### TASK REQUIREMENTS
Turn the lines starting at the line containing "task: segment the coat pocket" and ending at the end of the records into a numbered list, leaving out blank lines.

┄┄┄┄┄┄┄┄┄┄┄┄┄┄┄┄┄┄┄┄

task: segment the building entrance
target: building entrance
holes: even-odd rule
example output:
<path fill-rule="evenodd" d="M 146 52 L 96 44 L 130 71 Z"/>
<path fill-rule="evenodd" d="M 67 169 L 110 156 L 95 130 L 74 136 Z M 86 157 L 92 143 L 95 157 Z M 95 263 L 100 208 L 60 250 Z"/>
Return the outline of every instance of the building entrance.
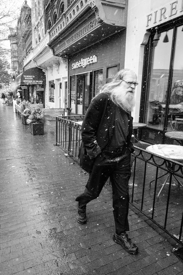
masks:
<path fill-rule="evenodd" d="M 85 113 L 91 101 L 92 75 L 89 72 L 70 77 L 71 113 Z"/>

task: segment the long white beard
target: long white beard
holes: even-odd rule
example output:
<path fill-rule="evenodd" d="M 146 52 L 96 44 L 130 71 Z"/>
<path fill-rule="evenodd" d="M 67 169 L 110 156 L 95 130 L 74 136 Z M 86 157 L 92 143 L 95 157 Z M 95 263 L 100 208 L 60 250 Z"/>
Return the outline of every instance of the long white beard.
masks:
<path fill-rule="evenodd" d="M 113 92 L 113 96 L 116 103 L 125 111 L 132 112 L 135 104 L 134 93 L 122 91 L 121 88 L 116 87 Z"/>

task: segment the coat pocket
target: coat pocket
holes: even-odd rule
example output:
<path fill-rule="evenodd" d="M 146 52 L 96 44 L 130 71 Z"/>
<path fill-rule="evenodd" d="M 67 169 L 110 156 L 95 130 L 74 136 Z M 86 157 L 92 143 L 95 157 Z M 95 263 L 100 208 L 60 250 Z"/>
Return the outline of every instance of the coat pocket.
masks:
<path fill-rule="evenodd" d="M 91 173 L 92 171 L 94 159 L 91 160 L 89 158 L 82 142 L 81 144 L 78 156 L 80 159 L 80 166 L 82 169 L 88 173 Z"/>

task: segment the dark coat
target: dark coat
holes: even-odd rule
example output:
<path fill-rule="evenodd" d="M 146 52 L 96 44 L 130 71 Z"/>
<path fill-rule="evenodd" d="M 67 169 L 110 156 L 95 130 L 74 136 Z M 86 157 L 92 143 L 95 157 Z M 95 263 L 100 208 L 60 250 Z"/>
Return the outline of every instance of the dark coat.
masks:
<path fill-rule="evenodd" d="M 85 116 L 81 128 L 82 143 L 79 156 L 81 166 L 87 172 L 91 171 L 94 159 L 110 143 L 115 130 L 113 127 L 116 118 L 115 107 L 108 95 L 102 93 L 92 100 Z M 130 114 L 128 116 L 126 145 L 133 152 L 134 150 L 131 141 L 133 118 Z"/>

┄┄┄┄┄┄┄┄┄┄┄┄┄┄┄┄┄┄┄┄

### TASK OUTPUT
1. task: segment the coat pocket
2. target: coat pocket
3. holes: even-odd rule
4. example output:
5. <path fill-rule="evenodd" d="M 146 52 L 96 44 L 130 71 Z"/>
6. <path fill-rule="evenodd" d="M 67 169 L 110 156 L 95 130 L 74 136 Z M 86 157 L 92 143 L 95 157 Z M 95 263 L 100 208 L 60 250 Z"/>
7. Return the outline of every instance of the coat pocket.
8. masks:
9. <path fill-rule="evenodd" d="M 91 173 L 92 171 L 94 159 L 91 160 L 89 158 L 82 142 L 81 144 L 78 156 L 80 159 L 80 166 L 82 169 L 88 173 Z"/>
10. task: segment the dark coat
11. target: dark coat
12. holes: even-odd rule
13. example output:
14. <path fill-rule="evenodd" d="M 146 52 L 96 44 L 130 71 Z"/>
15. <path fill-rule="evenodd" d="M 67 169 L 110 156 L 95 130 L 74 136 Z M 86 157 L 92 143 L 95 157 Z M 95 263 L 100 208 L 60 250 Z"/>
16. Return the outline of every instance of the dark coat.
17. masks:
18. <path fill-rule="evenodd" d="M 85 116 L 81 128 L 82 143 L 79 156 L 81 166 L 87 172 L 91 171 L 94 159 L 110 143 L 115 130 L 113 127 L 116 118 L 115 107 L 108 95 L 102 93 L 92 100 Z M 130 114 L 128 116 L 126 145 L 133 152 L 134 150 L 131 141 L 133 118 Z"/>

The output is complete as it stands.